== STATED PROBLEM 1 ==
Using the Jobs scheduler description, decide whether each statement agrees with it, answering yes or no and quoting the deciding words: (a) Jobs runs inside of Redis. (b) Job boards are already finished. (c) Running the custom Redis job commands with evalsha requires library support.

== DOCUMENT TEXT ==
Jobs is a full-featured scheduler. Status: in beta. It's stable but not feature-complete and the API might still change.
Features:
- pick your interface: control jobs from the command-line, through Redis, using client libraries or (soon) via crontab-esque job boards
- decaying intervals: run jobs less often or more often as time passes
- durations: specify start and stop times for your job or remove a job after a set amount of runs
- distributed: run jobs locally, or put job runners on many machines
- custom runners: pass on the job payload to any job runner, including your own
- built for lots of jobs: manage millions of jobs from a single machine
Use Jobs when the spartan feature set of cron isn't cutting it anymore, but you don't want to commit to a juggernaut like Chronos, Luigi or vendor-specific tools like AWS Data Pipeline either.
Jobs runs inside of Redis. At the core of Jobs is a series of custom Redis commands to create, schedule and queue jobs. While it is possible to interact with jobs entirely through Redis, Jobs also includes a command-line interface and a Lua client library. (It's easy to create your own client libraries for other languages, see below.)
First, install Lua, Luarocks and Redis. Then, install Jobs with Luarocks.
On OS X, with Homebrew:
brew update
brew install redis lua luarocks
luarocks install jobs
On Linux with APT:
apt-get install redis-server lua5.1 liblua5.1-dev luarocks
luarocks install jobs
At this point you'll have a working Jobs installation, but you will still want to daemonize the jobs tick
command, so jobs are added to the proper job queues when they should run, and – if running a minimal local installation – you'll also want to daemonize the actual job runners. (The ticker and local runners are under development.)
The easiest way to get started with Jobs is through the command-line interface. You can add, view and remove jobs using the command-line. See jobs --help
for more information.
Another way to work with Jobs is through job boards – Jobs' version of crontabs. (Job boards are under development.)
The simplest (but not easiest) way to interact with Jobs from your program is to run the custom Redis job commands using evalsha. This works great and requires no library support, but it's also quite verbose.

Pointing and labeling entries
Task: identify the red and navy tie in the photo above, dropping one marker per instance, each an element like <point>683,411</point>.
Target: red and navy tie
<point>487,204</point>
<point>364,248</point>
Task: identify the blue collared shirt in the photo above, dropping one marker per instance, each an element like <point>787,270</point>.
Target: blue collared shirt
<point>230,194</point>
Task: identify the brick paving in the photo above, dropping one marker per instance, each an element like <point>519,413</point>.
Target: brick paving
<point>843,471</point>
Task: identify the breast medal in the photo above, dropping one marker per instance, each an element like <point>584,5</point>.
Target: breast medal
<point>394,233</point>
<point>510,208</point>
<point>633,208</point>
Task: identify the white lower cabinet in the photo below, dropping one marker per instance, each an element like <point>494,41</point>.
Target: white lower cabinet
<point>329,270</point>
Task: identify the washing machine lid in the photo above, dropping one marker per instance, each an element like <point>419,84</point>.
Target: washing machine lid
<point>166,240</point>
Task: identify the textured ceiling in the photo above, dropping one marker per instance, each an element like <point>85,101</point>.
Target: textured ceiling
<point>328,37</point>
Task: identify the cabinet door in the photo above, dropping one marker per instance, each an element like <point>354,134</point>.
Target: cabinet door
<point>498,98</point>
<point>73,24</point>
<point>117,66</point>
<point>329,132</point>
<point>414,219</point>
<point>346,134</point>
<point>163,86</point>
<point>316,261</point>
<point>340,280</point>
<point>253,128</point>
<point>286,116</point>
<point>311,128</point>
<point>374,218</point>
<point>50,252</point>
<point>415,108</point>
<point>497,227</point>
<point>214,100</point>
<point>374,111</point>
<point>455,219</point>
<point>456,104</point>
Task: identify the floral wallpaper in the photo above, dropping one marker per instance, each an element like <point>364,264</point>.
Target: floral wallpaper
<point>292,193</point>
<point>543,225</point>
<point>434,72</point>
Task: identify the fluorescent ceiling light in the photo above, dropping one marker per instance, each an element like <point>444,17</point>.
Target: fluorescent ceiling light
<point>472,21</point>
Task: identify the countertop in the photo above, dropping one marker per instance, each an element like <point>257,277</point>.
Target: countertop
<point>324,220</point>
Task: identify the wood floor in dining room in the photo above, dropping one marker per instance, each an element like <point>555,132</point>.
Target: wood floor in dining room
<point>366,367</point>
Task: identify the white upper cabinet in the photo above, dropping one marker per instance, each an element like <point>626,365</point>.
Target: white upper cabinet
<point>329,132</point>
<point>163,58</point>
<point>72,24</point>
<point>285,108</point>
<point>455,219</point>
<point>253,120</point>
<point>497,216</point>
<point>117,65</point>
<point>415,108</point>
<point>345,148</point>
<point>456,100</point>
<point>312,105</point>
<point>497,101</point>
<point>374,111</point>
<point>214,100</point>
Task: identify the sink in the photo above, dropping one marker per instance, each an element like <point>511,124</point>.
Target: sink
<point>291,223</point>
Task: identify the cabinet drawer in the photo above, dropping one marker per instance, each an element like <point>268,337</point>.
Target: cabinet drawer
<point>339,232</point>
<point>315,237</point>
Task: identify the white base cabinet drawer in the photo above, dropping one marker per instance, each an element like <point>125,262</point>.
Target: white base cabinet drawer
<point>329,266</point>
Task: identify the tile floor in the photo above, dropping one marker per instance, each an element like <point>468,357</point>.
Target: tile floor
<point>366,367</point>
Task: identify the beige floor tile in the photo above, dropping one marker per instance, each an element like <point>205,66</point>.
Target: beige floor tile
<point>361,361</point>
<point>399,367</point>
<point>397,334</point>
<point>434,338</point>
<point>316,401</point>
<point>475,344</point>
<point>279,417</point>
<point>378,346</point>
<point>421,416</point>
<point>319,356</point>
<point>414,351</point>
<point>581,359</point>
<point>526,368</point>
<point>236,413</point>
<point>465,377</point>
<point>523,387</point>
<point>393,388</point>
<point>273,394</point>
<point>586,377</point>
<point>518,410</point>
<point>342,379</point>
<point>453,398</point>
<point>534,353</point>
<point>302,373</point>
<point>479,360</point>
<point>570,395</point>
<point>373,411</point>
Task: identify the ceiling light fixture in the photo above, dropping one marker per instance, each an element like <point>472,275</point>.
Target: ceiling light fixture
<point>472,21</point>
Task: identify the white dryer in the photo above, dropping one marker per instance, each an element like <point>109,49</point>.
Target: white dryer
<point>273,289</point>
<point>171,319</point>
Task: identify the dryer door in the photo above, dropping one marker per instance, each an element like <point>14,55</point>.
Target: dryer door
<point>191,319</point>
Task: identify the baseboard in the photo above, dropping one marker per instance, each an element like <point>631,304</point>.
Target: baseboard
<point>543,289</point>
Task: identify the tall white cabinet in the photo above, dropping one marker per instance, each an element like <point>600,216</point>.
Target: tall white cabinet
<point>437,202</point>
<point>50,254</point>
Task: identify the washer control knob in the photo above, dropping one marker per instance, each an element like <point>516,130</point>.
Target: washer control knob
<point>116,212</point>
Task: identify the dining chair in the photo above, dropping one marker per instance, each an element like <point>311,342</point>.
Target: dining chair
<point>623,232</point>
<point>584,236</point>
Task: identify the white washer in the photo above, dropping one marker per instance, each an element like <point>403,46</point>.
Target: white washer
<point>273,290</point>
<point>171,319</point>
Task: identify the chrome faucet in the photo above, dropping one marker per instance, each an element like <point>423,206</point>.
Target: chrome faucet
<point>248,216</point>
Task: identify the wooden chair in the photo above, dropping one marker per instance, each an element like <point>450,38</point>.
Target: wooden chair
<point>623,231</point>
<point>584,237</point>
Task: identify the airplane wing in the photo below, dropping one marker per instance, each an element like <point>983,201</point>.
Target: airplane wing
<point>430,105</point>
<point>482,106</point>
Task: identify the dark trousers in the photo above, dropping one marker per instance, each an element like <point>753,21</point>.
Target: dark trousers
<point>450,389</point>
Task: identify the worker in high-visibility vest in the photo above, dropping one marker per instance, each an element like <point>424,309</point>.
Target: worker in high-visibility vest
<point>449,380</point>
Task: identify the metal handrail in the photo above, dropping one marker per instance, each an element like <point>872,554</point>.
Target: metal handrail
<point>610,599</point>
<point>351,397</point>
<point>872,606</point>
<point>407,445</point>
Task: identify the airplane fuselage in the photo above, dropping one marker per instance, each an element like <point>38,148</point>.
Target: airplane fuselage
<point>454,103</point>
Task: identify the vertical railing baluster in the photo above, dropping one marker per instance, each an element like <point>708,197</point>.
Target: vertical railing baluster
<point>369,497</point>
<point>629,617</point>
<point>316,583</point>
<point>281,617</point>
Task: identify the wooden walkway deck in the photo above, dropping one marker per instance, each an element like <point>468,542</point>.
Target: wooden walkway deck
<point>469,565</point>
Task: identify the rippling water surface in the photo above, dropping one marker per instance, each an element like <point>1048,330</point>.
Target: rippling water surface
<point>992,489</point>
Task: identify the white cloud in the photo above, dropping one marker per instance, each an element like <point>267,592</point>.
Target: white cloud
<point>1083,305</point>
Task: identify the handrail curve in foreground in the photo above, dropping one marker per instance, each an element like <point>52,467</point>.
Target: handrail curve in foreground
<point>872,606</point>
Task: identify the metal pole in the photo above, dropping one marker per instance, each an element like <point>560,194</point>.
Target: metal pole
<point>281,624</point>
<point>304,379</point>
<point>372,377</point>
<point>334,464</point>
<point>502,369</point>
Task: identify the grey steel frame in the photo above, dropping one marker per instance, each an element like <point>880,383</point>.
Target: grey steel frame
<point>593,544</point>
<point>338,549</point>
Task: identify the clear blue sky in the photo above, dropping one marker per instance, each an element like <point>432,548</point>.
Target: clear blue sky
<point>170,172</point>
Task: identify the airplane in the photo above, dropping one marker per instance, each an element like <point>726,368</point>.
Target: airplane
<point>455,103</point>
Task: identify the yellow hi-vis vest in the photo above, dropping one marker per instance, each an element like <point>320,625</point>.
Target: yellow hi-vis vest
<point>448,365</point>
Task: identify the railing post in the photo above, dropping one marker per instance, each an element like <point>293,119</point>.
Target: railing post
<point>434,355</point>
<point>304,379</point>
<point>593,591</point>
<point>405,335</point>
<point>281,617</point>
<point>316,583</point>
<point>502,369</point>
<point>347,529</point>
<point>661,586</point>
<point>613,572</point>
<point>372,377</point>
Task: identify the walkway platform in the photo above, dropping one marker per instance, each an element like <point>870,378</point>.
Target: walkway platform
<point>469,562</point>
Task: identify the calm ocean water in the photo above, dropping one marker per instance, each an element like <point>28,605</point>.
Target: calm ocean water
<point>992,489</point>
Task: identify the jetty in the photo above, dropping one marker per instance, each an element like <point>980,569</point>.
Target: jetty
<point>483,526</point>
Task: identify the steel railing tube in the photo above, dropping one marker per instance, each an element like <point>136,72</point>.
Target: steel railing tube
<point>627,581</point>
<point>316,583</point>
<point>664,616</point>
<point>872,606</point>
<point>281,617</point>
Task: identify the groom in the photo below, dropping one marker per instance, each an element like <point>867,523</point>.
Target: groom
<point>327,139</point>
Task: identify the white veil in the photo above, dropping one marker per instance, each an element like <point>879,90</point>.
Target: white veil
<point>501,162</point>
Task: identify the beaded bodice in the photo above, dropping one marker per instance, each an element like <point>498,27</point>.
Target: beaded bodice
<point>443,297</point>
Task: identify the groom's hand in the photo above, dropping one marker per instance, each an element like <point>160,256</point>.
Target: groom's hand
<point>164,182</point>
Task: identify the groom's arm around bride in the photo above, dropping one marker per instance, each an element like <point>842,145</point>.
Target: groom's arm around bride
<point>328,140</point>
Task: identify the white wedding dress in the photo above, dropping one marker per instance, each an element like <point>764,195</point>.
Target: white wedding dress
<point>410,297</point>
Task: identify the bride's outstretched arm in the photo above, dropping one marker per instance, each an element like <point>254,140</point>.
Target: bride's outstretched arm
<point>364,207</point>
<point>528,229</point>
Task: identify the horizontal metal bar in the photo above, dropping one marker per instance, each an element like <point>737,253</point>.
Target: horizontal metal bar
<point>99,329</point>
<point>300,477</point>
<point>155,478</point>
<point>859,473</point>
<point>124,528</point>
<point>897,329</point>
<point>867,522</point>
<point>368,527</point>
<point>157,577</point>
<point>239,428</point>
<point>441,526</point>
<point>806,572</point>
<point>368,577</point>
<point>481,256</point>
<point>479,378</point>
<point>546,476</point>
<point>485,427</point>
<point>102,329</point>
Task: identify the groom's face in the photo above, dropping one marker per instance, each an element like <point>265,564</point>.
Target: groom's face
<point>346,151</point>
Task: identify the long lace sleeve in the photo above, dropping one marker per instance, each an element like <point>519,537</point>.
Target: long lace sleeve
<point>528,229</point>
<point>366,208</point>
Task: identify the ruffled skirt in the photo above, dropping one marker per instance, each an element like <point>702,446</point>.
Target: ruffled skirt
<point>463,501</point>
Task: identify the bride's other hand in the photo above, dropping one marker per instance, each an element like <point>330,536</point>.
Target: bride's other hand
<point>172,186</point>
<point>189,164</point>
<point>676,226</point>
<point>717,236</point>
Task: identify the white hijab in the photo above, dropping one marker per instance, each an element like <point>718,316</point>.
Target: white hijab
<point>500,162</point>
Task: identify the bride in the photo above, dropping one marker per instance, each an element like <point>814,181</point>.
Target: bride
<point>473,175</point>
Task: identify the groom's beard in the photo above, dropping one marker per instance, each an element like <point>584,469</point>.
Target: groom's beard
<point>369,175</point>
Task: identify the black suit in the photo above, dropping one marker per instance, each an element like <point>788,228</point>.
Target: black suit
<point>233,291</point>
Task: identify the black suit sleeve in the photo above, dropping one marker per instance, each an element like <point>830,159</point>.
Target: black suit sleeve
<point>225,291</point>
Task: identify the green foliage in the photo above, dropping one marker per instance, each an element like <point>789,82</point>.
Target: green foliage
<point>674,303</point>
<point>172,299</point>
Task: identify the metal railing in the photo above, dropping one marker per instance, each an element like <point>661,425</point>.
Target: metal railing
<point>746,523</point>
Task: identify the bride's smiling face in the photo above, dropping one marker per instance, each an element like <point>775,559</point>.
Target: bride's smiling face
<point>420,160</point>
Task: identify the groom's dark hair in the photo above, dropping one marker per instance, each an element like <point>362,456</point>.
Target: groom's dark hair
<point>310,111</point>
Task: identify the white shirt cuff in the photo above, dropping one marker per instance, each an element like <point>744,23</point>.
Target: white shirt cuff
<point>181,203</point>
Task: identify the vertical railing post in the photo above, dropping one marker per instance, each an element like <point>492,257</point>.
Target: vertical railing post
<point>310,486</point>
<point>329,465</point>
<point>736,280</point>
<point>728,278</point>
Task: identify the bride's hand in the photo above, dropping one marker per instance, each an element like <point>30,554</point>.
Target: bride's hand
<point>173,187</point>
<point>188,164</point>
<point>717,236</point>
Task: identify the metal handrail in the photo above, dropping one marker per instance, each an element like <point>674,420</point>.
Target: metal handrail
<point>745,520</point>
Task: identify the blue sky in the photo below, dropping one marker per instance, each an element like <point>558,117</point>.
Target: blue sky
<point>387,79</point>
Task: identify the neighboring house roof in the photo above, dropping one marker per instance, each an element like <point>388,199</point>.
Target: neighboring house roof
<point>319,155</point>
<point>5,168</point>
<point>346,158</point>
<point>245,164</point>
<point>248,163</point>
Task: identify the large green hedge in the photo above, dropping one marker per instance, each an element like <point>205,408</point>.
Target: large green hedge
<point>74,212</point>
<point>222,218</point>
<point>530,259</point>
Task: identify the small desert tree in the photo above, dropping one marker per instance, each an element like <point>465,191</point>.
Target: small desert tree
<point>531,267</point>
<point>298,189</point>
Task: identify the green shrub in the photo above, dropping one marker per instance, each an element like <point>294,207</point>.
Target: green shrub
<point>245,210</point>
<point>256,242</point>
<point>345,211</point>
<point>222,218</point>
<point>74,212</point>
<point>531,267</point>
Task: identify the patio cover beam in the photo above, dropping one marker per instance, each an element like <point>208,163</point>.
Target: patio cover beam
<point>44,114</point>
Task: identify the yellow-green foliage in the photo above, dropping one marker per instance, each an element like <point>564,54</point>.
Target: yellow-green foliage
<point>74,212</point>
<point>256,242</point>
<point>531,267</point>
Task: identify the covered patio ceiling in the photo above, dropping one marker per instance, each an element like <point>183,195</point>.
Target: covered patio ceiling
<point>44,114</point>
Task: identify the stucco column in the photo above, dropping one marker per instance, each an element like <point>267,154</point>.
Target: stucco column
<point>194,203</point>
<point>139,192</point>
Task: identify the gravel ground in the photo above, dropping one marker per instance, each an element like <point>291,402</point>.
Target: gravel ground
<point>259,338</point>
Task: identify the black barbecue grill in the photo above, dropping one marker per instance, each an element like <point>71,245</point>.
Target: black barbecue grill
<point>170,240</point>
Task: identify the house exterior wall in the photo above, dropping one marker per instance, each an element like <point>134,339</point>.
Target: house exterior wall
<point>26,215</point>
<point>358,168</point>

== STATED PROBLEM 2 ==
In the records, copy out the lines between the line holding "element like <point>674,420</point>." and the line holding "<point>530,259</point>", inclusive.

== SOLUTION 1 ==
(a) Yes: "Jobs runs inside of Redis."
(b) No: "(Job boards are under development.)"
(c) No: "This works great and requires no library support"

== SOLUTION 2 ==
Task: identify the metal handrail in the photo above, dropping one marker per instance, each an element like <point>674,420</point>.
Target: metal handrail
<point>745,520</point>
Task: identify the blue sky in the photo below, dropping one marker per instance, each an element like <point>558,117</point>.
Target: blue sky
<point>387,79</point>
Task: identify the neighboring house roof in the photo above, dropping one marker per instance, each an element like <point>388,199</point>.
Target: neighboring house roof
<point>319,155</point>
<point>5,168</point>
<point>346,158</point>
<point>245,164</point>
<point>248,163</point>
Task: identify the large green hedge in the photo above, dropping one marker per instance, each an element like <point>205,408</point>.
Target: large green hedge
<point>74,212</point>
<point>222,218</point>
<point>530,259</point>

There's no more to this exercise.